◆ Your task: Change "dress shirt" to "button-down shirt" in the items from the line with "Would you be so kind as to point out the white" to the line with "(1051, 191)". Return only those lines, with nothing else altered.

-*-*-

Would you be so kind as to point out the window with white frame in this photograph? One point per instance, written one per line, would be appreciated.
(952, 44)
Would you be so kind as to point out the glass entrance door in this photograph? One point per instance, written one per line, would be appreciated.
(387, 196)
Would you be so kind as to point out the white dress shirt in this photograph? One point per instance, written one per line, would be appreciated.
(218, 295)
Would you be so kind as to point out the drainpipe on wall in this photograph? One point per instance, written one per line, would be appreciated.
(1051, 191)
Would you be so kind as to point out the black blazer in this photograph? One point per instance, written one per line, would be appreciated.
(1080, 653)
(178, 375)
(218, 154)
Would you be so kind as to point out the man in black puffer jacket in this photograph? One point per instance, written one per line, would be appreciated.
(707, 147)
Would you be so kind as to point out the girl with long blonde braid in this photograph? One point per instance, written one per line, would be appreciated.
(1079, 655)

-*-*-

◆ The output:
Would you be so kind as to point out the white button-down shirt in this photograph? One point per instance, written one per line, would be appreciated.
(218, 295)
Would you be so kind as to point out the drainpipe on wall in this photograph? One point per instance, written one per line, would be appreciated.
(1051, 191)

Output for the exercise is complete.